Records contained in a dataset

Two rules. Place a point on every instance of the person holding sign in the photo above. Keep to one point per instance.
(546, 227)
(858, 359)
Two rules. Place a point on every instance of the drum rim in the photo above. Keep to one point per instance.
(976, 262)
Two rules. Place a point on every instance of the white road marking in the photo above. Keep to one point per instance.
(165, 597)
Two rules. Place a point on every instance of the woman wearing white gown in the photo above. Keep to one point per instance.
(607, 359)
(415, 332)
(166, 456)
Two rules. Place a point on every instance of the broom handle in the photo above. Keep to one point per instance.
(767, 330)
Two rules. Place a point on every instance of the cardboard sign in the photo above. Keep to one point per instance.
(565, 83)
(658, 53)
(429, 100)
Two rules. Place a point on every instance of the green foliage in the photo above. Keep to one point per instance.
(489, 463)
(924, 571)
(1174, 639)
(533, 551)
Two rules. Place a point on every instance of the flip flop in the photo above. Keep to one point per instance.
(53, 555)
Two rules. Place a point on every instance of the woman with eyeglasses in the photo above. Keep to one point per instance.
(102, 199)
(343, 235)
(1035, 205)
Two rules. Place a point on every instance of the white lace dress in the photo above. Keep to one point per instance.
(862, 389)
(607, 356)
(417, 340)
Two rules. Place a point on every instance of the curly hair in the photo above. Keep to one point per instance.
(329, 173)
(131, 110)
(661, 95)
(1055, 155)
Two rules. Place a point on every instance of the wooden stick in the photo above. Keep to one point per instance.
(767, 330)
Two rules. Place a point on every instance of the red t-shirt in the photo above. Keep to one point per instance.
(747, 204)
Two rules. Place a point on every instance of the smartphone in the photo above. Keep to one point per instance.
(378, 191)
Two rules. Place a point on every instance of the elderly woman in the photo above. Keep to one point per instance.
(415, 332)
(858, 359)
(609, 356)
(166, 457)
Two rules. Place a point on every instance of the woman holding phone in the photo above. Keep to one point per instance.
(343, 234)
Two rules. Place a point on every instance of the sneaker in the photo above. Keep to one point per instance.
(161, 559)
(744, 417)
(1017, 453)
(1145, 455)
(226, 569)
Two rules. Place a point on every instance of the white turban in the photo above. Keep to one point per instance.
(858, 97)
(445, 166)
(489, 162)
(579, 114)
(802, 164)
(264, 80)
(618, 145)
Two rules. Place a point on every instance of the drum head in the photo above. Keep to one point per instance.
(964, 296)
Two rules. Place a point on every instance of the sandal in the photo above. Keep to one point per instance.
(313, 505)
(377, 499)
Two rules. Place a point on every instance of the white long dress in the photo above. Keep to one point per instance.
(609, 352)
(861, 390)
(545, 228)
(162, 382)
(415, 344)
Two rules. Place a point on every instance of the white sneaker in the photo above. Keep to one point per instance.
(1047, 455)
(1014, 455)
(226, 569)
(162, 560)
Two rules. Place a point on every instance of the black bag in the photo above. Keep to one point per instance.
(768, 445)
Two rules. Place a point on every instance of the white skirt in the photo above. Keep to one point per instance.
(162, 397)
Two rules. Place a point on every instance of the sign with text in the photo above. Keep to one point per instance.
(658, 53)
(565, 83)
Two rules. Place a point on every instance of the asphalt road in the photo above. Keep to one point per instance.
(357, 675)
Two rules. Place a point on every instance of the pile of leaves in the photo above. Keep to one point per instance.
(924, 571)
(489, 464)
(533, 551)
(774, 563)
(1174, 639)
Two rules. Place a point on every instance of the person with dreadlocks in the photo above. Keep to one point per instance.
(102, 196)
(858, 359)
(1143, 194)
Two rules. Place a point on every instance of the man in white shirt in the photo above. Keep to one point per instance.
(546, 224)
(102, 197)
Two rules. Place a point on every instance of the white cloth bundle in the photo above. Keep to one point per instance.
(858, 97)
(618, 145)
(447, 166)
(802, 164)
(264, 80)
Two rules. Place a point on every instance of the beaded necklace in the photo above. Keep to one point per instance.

## Task to complete
Retype the records above exactly, so that no line differs from its source.

## Your solution
Two rules. Place a point on every instance of the person holding sign in the photo above. Keep to one point per instance.
(546, 227)
(858, 359)
Two rules. Place a point on every instance of the drum rim in the photo above. Keep to one point per instance.
(976, 262)
Two rules. Place a point on every instance of the white road marking in the photo above. Keep to one point per instance.
(165, 597)
Two rules. Place a point on every instance of the woman wearing white gown in the photo above. Keep to one point per instance.
(607, 359)
(415, 332)
(166, 456)
Two rules. Place a point on every instance of the broom handle in the photo above. Keep to one point per instance.
(767, 330)
Two rules. Place a point on every instance of the cardboard sign in the photo above. Keep to one point per instance.
(565, 83)
(658, 53)
(429, 100)
Two rules. Place a point on every instance of the green foliage in the photo above. Keep to one point per instance.
(489, 463)
(924, 571)
(1174, 639)
(533, 551)
Two rules. Place a point on every instance of the flip flop in the photo above. Keep to one point per instance.
(53, 555)
Two rules. Place a point on every instance of the woman with eyeglasses in the photo above. Keep to one point per instance.
(102, 199)
(343, 235)
(1035, 205)
Two rules. Place a point on every instance of the white lace dress in the photo above. Keep to one point per instance.
(862, 389)
(607, 356)
(417, 340)
Two rules. Place a point on every instance of the curly hair in the photo above. Keep to one point per instance.
(329, 173)
(131, 110)
(661, 95)
(1055, 155)
Two rules. Place a point on every instance of the wooden stick in the photo above. Keep to one point per instance.
(767, 330)
Two rules. Place a point on every instance of the red t-shirt in the photo above. Keep to one point per instance.
(747, 204)
Two rules. Place a point on every instance of the smartphone in the photo above. Keep to one point per instance.
(378, 191)
Two rules. Place a point on every instance of the elderly woman in the photo above. Keep to one point per instance.
(415, 332)
(858, 359)
(609, 356)
(166, 457)
Two rules. Place a point on every instance of the woman holding phone in the photo above. Keep to one point per instance.
(343, 234)
Two rules. Place a point on every instance of the sneaker in the photo above. Keep to one point per instance.
(161, 559)
(744, 417)
(1017, 453)
(1145, 455)
(226, 569)
Two rules. Place a point on every instance of the white turban in the photo above. Keep to one point per instance.
(858, 97)
(445, 166)
(489, 162)
(579, 114)
(802, 164)
(264, 80)
(618, 145)
Two rules. Place a point on every instance of the drum head in the photo above. Keep to one point per instance.
(964, 296)
Two rules. Place a point on every instance of the sandal in the photo above. Keep to one point per instance.
(313, 505)
(377, 499)
Two rules. Place a point on every instance of the white long dress in the photo above. Keep to one point per instance.
(609, 352)
(861, 390)
(545, 228)
(162, 382)
(415, 344)
Two rules. Place a point on every instance of the white sneaker in the photo above. Keep to one point per instance.
(1047, 455)
(1014, 455)
(226, 569)
(162, 560)
Two rules. Place a point on every instance of the black bag in the photo above. Keep to one point per instance.
(768, 445)
Two rules. Place a point on every instance of the white skirt in the photo above. Keep to one point per instance.
(162, 397)
Two rules. Place a point on every instance of the sign with text in the photo above. Keep to one point per instance.
(658, 53)
(565, 83)
Two rules. Place a point on every instance of the asphalt road in the photo above. Keep to one point per instance.
(357, 675)
Two rules. Place a point on every instance of the pile of leaves in the photo above. Keep to one point per instance.
(924, 571)
(489, 464)
(533, 551)
(774, 563)
(1174, 639)
Two rules. Place a point on every instance of the person with dreadlocks in the photo above. Keep to one point per instance.
(102, 196)
(858, 359)
(1143, 194)
Two rules. Place a point on every instance of the man in white shirt in the photo above. Keep to one point per instance.
(546, 224)
(102, 197)
Two rules. Place a point on every instance of the white cloth bundle in the photo above. Keep to one point per instance.
(858, 97)
(618, 145)
(447, 166)
(802, 164)
(264, 80)
Two rules. Place a point on every instance of the beaded necklace in the photo above. Keep to one point per instance.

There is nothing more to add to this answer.